INFORMATION PROVIDED:
───

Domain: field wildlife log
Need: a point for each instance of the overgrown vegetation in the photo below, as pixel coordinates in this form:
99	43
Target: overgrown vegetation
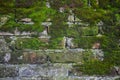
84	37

───

WHAT YOU WILL DO:
Quote the records above in full, dropping each picture.

EXERCISE SOLUTION:
Domain: field wildlife log
Need: a point for each instance of the overgrown vegetation in the photo below, as pixel coordinates in this form:
99	43
Target: overgrown vegetation
84	37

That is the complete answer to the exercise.